Requirement
Copy all of the material below word for word, leaving out the pictures.

Entries for locating named things
================================

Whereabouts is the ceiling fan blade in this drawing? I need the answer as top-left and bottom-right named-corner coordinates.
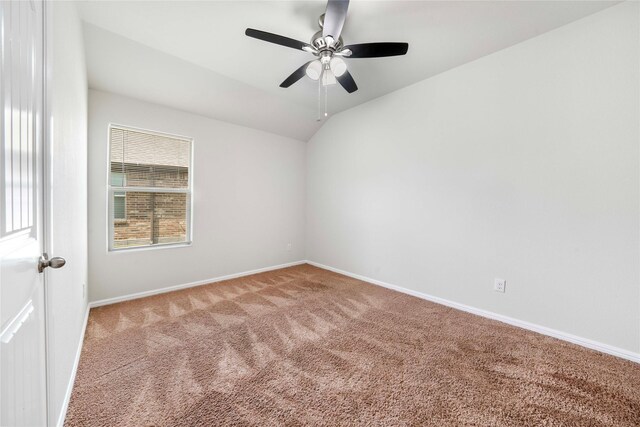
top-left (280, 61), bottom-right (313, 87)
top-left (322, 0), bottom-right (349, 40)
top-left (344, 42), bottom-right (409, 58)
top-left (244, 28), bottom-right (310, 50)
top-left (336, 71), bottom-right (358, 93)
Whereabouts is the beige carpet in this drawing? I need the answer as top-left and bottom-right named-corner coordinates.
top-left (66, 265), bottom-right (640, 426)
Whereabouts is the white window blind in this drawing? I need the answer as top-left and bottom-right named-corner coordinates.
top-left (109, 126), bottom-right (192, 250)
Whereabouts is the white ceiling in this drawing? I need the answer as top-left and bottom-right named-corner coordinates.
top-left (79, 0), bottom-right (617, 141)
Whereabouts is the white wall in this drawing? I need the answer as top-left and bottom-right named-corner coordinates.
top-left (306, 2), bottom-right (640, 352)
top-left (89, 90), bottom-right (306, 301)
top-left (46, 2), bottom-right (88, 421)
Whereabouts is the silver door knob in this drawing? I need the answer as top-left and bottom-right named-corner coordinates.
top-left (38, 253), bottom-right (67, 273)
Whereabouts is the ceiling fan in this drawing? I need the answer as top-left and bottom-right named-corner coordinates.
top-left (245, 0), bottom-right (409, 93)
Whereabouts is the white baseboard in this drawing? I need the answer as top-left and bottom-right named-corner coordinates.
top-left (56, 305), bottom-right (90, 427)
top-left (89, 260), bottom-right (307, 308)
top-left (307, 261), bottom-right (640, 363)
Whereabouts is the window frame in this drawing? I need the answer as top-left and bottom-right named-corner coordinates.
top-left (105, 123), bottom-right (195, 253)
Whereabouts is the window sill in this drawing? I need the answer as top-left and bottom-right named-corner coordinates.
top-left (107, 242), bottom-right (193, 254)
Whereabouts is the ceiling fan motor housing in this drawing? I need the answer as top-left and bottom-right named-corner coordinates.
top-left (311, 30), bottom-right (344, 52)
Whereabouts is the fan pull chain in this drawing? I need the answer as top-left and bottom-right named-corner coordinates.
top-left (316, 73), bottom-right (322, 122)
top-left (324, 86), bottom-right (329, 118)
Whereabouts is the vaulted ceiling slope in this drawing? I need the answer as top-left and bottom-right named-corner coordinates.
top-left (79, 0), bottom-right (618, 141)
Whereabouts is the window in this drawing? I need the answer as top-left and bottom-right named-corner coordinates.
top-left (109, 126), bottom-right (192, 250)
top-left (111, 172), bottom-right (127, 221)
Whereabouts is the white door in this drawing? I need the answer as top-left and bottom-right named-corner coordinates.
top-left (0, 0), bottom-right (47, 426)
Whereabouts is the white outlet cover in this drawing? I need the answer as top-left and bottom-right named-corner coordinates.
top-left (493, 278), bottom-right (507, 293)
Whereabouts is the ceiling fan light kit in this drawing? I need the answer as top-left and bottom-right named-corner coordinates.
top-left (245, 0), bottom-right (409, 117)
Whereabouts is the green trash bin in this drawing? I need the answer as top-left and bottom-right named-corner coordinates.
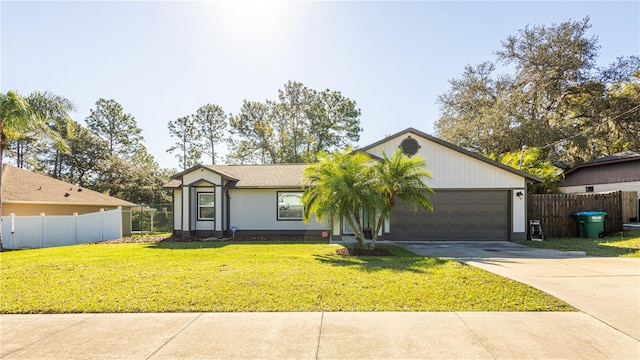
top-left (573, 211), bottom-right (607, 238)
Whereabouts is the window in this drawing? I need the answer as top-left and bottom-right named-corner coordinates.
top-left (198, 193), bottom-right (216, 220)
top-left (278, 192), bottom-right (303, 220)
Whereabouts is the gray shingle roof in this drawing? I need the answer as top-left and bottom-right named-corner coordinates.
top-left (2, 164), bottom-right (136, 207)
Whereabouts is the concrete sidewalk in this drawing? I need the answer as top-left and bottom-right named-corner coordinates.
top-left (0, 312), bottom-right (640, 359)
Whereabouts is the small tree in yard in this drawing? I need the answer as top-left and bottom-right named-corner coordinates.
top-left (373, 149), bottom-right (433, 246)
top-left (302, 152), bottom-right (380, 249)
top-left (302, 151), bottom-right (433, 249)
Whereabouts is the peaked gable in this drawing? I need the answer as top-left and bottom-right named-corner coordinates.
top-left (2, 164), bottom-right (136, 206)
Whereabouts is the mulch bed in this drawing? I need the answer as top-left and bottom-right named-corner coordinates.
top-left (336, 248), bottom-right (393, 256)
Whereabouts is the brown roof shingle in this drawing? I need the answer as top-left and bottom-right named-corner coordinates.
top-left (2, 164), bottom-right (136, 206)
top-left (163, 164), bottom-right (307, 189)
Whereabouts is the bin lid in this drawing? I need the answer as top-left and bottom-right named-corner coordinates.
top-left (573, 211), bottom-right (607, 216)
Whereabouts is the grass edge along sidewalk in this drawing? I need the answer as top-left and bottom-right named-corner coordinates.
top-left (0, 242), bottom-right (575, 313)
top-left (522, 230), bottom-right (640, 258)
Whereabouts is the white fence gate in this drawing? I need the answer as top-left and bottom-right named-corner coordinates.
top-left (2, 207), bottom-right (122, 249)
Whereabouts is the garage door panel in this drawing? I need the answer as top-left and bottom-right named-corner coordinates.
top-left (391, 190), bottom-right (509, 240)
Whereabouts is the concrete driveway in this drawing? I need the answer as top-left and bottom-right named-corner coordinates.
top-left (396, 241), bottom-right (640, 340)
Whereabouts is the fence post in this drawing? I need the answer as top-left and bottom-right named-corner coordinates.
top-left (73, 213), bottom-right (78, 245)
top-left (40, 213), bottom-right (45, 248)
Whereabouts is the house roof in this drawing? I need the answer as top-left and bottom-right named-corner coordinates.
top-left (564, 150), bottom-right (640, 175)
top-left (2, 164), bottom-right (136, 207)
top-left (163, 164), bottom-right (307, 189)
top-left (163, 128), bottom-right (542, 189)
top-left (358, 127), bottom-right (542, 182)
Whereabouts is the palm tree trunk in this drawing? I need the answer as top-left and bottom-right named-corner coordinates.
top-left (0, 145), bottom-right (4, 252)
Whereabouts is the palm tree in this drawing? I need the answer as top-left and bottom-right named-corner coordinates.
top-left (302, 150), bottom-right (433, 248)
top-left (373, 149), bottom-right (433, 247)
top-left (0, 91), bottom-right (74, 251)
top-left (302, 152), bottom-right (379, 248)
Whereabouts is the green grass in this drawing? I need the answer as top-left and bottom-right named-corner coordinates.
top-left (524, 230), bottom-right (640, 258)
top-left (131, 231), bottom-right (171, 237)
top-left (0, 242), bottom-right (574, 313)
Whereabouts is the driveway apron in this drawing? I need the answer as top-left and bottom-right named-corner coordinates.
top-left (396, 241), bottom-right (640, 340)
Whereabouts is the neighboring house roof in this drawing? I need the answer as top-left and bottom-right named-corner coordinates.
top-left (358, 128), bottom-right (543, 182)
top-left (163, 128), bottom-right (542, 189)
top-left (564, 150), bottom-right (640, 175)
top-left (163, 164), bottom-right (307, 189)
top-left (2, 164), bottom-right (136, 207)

================================

Exercise result
Whereabouts is the ceiling fan blade in this drawing? I need the answer as top-left and bottom-right named-corner coordinates.
top-left (280, 61), bottom-right (313, 87)
top-left (322, 0), bottom-right (349, 40)
top-left (344, 42), bottom-right (409, 58)
top-left (244, 28), bottom-right (310, 50)
top-left (336, 71), bottom-right (358, 93)
Whereabouts is the beige carpet in this drawing? I need the answer as top-left and bottom-right named-corner coordinates.
top-left (66, 265), bottom-right (640, 426)
Whereabouts is the white window blind in this drawing? I need the answer as top-left and bottom-right named-corner coordinates.
top-left (109, 126), bottom-right (192, 250)
Whereabouts is the white ceiling in this drawing? I need the answer as top-left and bottom-right named-corner coordinates.
top-left (79, 0), bottom-right (617, 141)
Whereabouts is the white wall in this drawing? I need the answer as top-left and bottom-right named-corner coordinates.
top-left (306, 2), bottom-right (640, 352)
top-left (89, 90), bottom-right (306, 301)
top-left (46, 2), bottom-right (88, 421)
Whereabouts is the silver door knob in this drawing? I need the answer as top-left and bottom-right named-corner coordinates.
top-left (38, 253), bottom-right (67, 273)
Whereabouts is the ceiling fan in this drawing? I need the answer as top-left and bottom-right named-corner coordinates.
top-left (245, 0), bottom-right (409, 93)
Whereabouts is the white baseboard in this drawing? I need the answer as top-left and bottom-right named-corner coordinates.
top-left (56, 305), bottom-right (90, 427)
top-left (89, 260), bottom-right (307, 308)
top-left (307, 261), bottom-right (640, 363)
Whereabouts is the window frame in this drawing? I need the answer as top-left and bottom-right named-corner coordinates.
top-left (105, 123), bottom-right (195, 253)
Whereabouts is the window sill in this drawing? I need the answer as top-left and bottom-right named-corner coordinates.
top-left (107, 242), bottom-right (193, 254)
Whereabouts is the ceiling fan motor housing in this drawing? I need the answer as top-left and bottom-right named-corner coordinates.
top-left (311, 30), bottom-right (344, 52)
Whereabouts is the fan pull chain in this drawing? I need the answer as top-left and bottom-right named-corner coordinates.
top-left (316, 73), bottom-right (322, 122)
top-left (324, 86), bottom-right (329, 118)
Whereabouts is the vaulted ceiling slope in this drawing? I need the answer as top-left and bottom-right named-corner coordinates.
top-left (79, 0), bottom-right (618, 141)
Whereabouts is the window in this drawing? I need the answer as top-left and bottom-right named-corner coordinates.
top-left (109, 126), bottom-right (192, 250)
top-left (111, 172), bottom-right (127, 221)
Whereabouts is the white door in this drawing? I need the answer as top-left and bottom-right named-corner coordinates.
top-left (0, 0), bottom-right (47, 426)
Whereabouts is the white outlet cover in this drawing? I need the answer as top-left and bottom-right named-corner coordinates.
top-left (493, 278), bottom-right (507, 293)
Whereabouts is the ceiling fan light kit in this drawing? I need the answer as top-left and bottom-right named-corner coordinates.
top-left (245, 0), bottom-right (409, 117)
Whereabouts is the green trash bin in this drawing? I need the answer as top-left and bottom-right named-corner coordinates.
top-left (573, 211), bottom-right (607, 238)
Whereabouts is the window in this drawing? I need the answer as top-left and bottom-right named-corner coordinates.
top-left (198, 193), bottom-right (216, 220)
top-left (278, 192), bottom-right (303, 220)
Whereabouts is the gray shingle roof in this drawing? I need the answer as top-left and bottom-right named-corner coordinates.
top-left (2, 164), bottom-right (136, 207)
Whereabouts is the concrete sidewalk in this drawing? I need the answer as top-left and bottom-right named-corner coordinates.
top-left (0, 312), bottom-right (640, 359)
Whereabouts is the small tree in yard in this drawing? I need the answer as top-left and bottom-right named-corner coordinates.
top-left (373, 149), bottom-right (433, 246)
top-left (302, 152), bottom-right (380, 249)
top-left (302, 151), bottom-right (433, 249)
Whereabouts is the peaked gable in this drawing? I need the answer as top-left and bottom-right named-corner coordinates.
top-left (2, 164), bottom-right (136, 206)
Whereabouts is the mulch bed in this drawing? I need the answer as top-left and bottom-right named-corner coordinates.
top-left (336, 248), bottom-right (393, 256)
Whereabouts is the brown roof shingle in this drawing? I need the answer as top-left and bottom-right named-corner coordinates.
top-left (2, 164), bottom-right (136, 206)
top-left (163, 164), bottom-right (307, 189)
Whereabouts is the bin lid in this drawing? I need the answer as top-left and bottom-right named-corner coordinates.
top-left (573, 211), bottom-right (607, 216)
Whereabouts is the grass edge along sidewalk in this drawing? I need the answer as top-left and bottom-right named-corner coordinates.
top-left (0, 242), bottom-right (575, 313)
top-left (522, 230), bottom-right (640, 258)
Whereabouts is the white fence gate in this drawing? I need the answer as top-left and bottom-right named-corner coordinates.
top-left (2, 207), bottom-right (122, 249)
Whereabouts is the garage door panel in this drawing? I need the answer as top-left and bottom-right named-corner coordinates.
top-left (391, 190), bottom-right (509, 240)
Whereabouts is the concrete driveway in this drawing? I need the answer as top-left and bottom-right named-corner coordinates.
top-left (396, 241), bottom-right (640, 340)
Whereabouts is the fence post in this drawing? I need the answer as top-left and bottom-right named-corner coordinates.
top-left (73, 213), bottom-right (78, 245)
top-left (40, 213), bottom-right (45, 248)
Whereabouts is the house roof in this drawing? I need the answer as top-left and bottom-right named-corner coordinates.
top-left (564, 150), bottom-right (640, 175)
top-left (2, 164), bottom-right (136, 207)
top-left (163, 164), bottom-right (307, 189)
top-left (163, 128), bottom-right (542, 189)
top-left (358, 127), bottom-right (542, 182)
Whereabouts is the palm tree trunk in this drawing? I need the answer as top-left and bottom-right named-corner coordinates.
top-left (0, 145), bottom-right (4, 252)
Whereabouts is the palm tree in this drawing? I need the answer as top-left and bottom-right named-corner coordinates.
top-left (302, 150), bottom-right (433, 248)
top-left (373, 149), bottom-right (433, 247)
top-left (0, 91), bottom-right (74, 251)
top-left (302, 152), bottom-right (379, 248)
Whereabouts is the green grass in this drawing? I need the answer as top-left and bottom-right named-corner coordinates.
top-left (524, 230), bottom-right (640, 258)
top-left (131, 231), bottom-right (171, 237)
top-left (0, 242), bottom-right (574, 313)
Whereabouts is the driveway apron in this drawing? I need the answer as top-left and bottom-right named-corner coordinates.
top-left (396, 241), bottom-right (640, 340)
Whereabouts is the neighboring house roof in this drawing? I need the answer as top-left and bottom-right named-corner coordinates.
top-left (358, 128), bottom-right (543, 182)
top-left (163, 128), bottom-right (542, 189)
top-left (564, 150), bottom-right (640, 175)
top-left (163, 164), bottom-right (307, 189)
top-left (2, 164), bottom-right (136, 207)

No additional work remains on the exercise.